DOCUMENT:
Question

Help please!

Find three consecutive odd integers whose sum is 10 less than 4 times the last integer

Answer 1

let the middle odd integer be 'x'
then 3 integers are x-2, x,x+2
can u form the equation using given info ?

Answer 2

Whats the equation? I think im wrong with x-2+x+x+2=10-4(x-2)

Answer 3

If your numbers are x-2, x, and x+2, then the right side would be "10 less than 4 times the last integer", or 4(x+2) - 10

Answer 4

However the solution does not yield an odd integer.

Answer 5

Are you sure with the right side? I thought itwas 10-4(x-2)

Answer 6

If the last integer is "x+2", then 4 times the last integer is 4(x+2). Ten less than that would be 4(x+2) less 10 = 4(x+2) - 10

Answer 7

Oh sorry i mean least integer not last

Answer 8

sum will be just 3x
it is 10 less than 4 times (x-2)
so.
3x+10 = 4(x-2)
solve this to find 'x'

Answer 9

That still results in an even integer though.

Answer 10

yes.

Answer 11

But i need odd integer

Answer 12

@Kittykatkat14 When you solve the equation 3x + 10 = 4(x-2) as @hartnn suggested, what value do you obtain for the middle integer, x?

EXERCISES TO COMPLETE:
- A) Transcribe the stretch of the odd-integers thread from "That still results" through "middle integer, x?".
- B) In the odd-integers thread, what three integers does the first reply use when it lets the middle odd integer be 'x'?
- C) Write the next part of the odd-integers thread, following on from its final reply.

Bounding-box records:

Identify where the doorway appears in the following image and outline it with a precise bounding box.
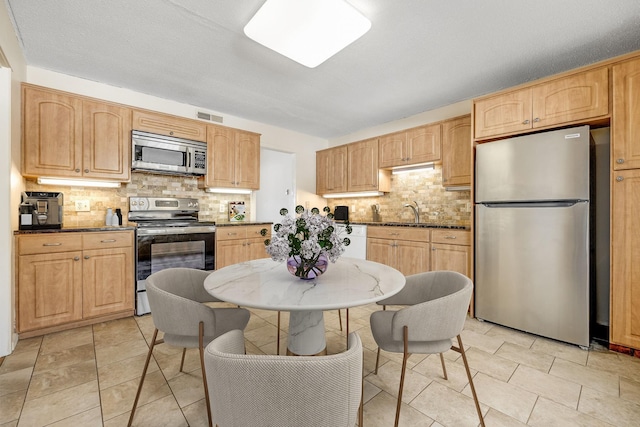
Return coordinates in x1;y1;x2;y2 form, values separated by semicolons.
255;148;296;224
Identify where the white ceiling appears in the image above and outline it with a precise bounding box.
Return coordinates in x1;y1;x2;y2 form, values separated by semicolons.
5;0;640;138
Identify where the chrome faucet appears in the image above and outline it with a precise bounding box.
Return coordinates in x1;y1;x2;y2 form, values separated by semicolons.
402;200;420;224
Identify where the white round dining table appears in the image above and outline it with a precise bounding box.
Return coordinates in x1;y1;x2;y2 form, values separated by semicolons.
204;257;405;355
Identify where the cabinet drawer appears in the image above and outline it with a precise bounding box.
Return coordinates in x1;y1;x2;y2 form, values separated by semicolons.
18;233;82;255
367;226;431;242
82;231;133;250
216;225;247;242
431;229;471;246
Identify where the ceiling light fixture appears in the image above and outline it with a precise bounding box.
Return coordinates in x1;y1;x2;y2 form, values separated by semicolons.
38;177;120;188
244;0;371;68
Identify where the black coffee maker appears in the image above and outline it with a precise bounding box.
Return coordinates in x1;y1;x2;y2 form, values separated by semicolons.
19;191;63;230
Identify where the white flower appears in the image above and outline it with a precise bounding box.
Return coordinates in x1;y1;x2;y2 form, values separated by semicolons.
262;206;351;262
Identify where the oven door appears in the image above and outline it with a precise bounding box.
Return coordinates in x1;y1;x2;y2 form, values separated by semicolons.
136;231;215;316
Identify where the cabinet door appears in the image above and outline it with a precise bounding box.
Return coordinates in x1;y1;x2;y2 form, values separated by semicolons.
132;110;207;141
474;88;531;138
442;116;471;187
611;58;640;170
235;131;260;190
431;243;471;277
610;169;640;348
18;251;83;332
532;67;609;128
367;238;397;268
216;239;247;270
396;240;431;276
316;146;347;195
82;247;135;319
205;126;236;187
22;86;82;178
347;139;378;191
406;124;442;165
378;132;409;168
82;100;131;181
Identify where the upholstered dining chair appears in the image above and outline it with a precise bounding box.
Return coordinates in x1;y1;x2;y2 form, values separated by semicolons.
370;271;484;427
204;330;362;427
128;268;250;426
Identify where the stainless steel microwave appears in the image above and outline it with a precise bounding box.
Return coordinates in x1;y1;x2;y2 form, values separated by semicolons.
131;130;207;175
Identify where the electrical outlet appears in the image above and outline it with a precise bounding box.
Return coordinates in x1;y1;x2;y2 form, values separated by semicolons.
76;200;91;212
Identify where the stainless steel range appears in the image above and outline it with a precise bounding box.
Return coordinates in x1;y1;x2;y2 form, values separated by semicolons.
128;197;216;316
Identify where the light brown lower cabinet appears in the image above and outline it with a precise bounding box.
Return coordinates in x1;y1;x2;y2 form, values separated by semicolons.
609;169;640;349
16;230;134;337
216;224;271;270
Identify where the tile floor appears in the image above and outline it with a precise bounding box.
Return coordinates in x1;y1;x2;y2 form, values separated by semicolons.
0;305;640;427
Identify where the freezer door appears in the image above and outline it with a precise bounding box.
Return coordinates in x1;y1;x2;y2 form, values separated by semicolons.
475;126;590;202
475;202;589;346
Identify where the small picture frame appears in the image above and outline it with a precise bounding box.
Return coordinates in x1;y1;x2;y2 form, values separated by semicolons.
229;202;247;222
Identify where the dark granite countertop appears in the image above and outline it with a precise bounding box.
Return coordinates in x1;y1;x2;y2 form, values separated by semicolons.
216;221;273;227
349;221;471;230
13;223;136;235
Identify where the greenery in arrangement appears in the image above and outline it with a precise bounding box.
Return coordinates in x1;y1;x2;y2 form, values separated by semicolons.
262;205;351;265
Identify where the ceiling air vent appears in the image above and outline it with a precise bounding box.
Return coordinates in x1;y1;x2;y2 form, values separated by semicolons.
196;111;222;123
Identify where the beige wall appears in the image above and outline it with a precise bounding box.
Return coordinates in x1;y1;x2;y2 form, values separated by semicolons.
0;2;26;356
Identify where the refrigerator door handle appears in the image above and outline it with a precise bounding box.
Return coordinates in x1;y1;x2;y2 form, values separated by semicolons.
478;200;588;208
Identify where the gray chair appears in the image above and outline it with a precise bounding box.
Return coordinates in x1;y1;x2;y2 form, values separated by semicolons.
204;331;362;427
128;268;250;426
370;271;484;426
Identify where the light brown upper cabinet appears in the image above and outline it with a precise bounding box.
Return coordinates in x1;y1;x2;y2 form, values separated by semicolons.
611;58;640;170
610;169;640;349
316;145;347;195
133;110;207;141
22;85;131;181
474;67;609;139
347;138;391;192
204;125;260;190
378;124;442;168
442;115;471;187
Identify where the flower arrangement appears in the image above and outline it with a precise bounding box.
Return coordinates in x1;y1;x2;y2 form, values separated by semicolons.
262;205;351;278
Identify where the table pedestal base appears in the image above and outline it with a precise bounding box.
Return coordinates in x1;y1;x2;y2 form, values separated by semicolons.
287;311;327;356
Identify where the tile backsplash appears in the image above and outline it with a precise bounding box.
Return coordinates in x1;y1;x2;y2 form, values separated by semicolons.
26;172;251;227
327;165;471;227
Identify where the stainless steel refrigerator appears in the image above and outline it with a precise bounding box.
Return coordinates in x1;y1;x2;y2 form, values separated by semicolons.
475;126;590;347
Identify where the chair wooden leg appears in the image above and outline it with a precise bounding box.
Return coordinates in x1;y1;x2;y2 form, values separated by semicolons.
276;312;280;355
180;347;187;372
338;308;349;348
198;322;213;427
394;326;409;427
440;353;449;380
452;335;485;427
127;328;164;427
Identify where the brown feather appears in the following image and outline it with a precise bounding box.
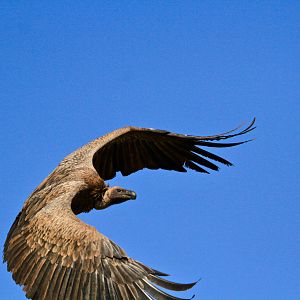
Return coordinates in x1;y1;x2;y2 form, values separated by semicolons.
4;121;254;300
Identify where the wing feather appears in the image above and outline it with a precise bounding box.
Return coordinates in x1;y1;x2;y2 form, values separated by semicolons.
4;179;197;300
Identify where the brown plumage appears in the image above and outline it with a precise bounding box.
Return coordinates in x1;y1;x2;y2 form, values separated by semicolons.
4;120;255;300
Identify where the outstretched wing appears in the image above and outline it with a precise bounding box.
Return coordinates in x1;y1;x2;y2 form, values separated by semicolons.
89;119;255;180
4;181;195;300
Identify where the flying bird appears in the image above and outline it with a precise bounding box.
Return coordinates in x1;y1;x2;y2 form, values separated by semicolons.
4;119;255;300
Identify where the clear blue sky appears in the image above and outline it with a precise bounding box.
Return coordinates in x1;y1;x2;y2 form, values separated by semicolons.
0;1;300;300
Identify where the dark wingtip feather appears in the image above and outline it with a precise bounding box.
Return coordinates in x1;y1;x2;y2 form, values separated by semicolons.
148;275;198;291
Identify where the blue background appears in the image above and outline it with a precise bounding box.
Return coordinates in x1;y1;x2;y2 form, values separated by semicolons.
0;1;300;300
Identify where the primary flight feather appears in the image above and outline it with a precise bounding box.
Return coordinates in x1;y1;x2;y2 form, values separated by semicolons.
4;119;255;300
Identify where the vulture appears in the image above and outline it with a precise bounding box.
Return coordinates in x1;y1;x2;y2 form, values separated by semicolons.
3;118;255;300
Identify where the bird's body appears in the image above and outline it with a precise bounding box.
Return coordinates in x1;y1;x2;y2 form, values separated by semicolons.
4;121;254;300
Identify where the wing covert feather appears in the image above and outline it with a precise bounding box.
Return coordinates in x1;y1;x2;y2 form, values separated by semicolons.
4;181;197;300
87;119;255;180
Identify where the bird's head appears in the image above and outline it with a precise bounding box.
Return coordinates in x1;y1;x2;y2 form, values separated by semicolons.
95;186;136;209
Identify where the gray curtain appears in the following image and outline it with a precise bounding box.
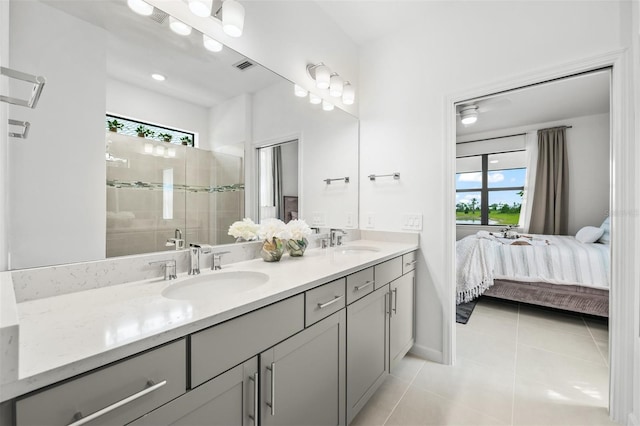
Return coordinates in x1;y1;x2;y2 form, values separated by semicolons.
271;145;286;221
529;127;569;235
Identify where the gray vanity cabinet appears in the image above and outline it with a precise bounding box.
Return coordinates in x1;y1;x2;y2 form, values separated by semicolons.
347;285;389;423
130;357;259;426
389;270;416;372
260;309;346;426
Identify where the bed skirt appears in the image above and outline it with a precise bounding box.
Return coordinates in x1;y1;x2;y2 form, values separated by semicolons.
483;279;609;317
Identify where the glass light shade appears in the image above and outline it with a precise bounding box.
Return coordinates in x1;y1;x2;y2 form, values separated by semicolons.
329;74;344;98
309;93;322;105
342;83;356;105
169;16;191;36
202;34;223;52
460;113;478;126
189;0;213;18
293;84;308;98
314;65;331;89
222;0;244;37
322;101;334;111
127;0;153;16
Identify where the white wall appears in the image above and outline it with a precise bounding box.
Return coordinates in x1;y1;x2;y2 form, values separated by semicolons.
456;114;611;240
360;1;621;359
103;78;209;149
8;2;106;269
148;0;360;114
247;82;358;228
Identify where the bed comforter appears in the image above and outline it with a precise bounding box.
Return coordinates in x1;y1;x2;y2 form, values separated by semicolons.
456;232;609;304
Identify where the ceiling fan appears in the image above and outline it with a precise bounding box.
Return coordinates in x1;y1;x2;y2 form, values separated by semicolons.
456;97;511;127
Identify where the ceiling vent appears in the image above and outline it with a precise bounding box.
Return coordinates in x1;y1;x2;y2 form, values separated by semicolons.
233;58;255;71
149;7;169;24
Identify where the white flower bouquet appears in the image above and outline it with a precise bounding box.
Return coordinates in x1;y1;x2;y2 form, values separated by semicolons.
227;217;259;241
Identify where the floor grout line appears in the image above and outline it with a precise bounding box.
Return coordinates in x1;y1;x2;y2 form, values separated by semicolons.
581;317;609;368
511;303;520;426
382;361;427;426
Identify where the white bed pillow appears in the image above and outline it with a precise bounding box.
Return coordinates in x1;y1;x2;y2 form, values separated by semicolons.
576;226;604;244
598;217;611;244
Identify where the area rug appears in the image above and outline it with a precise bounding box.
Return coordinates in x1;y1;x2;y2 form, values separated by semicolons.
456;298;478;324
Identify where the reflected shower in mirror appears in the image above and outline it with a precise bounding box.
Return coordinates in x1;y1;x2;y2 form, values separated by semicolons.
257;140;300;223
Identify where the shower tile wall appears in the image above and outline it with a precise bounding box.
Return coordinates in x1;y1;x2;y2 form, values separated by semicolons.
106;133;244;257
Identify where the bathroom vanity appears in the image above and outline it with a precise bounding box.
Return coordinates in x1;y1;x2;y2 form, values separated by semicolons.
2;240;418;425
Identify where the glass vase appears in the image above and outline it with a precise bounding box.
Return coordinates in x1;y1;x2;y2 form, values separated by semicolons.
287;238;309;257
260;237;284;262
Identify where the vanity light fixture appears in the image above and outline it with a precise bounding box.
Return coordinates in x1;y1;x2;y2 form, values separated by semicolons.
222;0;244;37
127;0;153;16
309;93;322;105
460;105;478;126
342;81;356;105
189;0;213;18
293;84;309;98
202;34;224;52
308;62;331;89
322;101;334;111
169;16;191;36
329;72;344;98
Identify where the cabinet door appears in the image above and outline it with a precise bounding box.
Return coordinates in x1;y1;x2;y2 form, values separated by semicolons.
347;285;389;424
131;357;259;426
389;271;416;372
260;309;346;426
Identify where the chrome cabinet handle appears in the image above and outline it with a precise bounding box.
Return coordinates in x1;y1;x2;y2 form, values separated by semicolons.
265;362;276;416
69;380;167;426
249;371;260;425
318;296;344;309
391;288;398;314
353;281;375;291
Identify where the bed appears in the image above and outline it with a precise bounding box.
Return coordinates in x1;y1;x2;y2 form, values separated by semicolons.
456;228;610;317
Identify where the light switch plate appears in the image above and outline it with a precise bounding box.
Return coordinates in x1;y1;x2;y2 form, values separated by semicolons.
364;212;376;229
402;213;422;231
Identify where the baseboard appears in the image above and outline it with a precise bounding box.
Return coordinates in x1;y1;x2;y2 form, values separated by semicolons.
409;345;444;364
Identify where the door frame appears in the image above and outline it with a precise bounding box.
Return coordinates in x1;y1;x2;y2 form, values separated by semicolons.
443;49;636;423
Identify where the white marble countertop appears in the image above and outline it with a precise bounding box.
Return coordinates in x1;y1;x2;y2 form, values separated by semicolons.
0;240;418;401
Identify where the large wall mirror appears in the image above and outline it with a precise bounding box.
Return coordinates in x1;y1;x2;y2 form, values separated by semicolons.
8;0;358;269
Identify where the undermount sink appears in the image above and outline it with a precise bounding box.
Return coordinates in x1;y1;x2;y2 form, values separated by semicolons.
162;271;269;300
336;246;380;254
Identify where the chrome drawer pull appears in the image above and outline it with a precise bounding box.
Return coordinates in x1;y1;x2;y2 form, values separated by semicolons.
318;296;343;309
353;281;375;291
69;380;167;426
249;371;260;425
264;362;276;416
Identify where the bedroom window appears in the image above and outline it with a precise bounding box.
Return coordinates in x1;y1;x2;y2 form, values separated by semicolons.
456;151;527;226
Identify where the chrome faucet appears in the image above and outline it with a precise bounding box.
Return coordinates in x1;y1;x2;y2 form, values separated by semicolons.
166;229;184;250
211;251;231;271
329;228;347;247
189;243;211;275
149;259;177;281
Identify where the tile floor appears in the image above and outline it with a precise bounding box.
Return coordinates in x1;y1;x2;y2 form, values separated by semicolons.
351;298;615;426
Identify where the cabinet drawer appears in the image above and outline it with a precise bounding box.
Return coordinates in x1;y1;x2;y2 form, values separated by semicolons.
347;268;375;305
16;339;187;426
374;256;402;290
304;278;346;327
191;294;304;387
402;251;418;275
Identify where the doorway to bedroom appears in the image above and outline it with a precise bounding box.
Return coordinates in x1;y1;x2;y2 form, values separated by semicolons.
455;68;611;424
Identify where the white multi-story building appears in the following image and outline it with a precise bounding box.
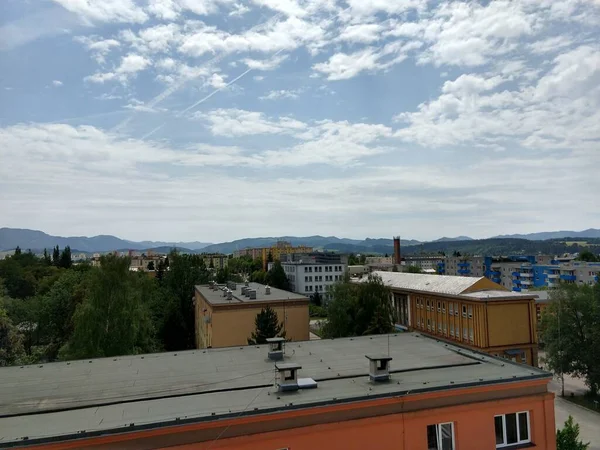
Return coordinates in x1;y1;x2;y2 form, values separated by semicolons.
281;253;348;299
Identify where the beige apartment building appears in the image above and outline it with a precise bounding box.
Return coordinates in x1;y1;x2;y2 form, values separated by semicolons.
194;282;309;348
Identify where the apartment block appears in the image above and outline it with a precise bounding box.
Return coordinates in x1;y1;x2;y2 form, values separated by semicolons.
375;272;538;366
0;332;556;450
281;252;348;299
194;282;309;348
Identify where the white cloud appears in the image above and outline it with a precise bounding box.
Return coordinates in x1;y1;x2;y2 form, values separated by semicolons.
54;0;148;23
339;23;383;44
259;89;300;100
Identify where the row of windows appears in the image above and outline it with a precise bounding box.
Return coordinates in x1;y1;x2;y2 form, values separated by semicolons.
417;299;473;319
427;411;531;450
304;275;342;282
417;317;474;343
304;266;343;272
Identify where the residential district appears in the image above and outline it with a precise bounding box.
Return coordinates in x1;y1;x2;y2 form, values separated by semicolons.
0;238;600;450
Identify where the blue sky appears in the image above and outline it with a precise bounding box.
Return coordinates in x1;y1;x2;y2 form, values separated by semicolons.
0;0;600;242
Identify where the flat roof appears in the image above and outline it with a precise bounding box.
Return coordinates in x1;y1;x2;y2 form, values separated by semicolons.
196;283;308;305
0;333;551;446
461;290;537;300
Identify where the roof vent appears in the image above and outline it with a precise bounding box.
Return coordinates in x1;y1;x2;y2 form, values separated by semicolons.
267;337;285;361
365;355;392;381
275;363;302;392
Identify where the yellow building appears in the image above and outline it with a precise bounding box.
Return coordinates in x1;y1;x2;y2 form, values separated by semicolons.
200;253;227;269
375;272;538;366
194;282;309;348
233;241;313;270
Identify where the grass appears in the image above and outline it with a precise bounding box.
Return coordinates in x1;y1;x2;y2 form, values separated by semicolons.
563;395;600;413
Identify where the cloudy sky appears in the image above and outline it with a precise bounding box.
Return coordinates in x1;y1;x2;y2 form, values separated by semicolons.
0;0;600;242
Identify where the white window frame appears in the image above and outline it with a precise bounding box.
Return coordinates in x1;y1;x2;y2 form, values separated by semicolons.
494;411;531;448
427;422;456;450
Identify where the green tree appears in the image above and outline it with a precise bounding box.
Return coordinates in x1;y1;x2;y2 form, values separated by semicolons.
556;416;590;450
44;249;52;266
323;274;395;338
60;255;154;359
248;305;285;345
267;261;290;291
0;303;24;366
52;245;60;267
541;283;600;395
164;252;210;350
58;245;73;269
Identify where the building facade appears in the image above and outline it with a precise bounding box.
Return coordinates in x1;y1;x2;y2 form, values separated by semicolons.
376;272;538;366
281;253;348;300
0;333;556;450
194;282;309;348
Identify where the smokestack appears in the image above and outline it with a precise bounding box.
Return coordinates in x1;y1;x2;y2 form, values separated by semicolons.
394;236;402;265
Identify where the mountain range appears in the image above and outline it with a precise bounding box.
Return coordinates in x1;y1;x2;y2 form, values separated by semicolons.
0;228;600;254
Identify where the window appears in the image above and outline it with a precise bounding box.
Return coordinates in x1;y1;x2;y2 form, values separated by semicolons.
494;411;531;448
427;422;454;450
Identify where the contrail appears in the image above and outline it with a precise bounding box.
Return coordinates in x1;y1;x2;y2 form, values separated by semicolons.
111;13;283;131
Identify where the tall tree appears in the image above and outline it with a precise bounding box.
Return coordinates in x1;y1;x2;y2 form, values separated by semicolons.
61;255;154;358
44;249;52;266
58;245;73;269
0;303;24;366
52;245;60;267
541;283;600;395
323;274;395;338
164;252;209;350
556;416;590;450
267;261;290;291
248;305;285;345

ANSWERS GIVEN:
- A)
That still results in an even integer though.

Answer 10

yes.

Answer 11

But i need odd integer

Answer 12

@Kittykatkat14 When you solve the equation 3x + 10 = 4(x-2) as @hartnn suggested, what value do you obtain for the middle integer, x?

- B) x-2, x, and x+2

- C)
Answer 13

12

Answer 14

Ahm it says here that if the problem has no solution, explain why

Answer 15

Double check your work because I get the middle integer x = 18. In any event, if you set up the equation properly you find that there is only one number that satisfies the given conditions and that number happens to be even.

Answer 16

Oh thanks, so it has no solution,

Answer 17

the integers can't be odd, because the sum of odd integers is odd number, addin 10 will give you odd number, but 4 times the least will give you even number....and odd number cannot equal even number, hence, no solution....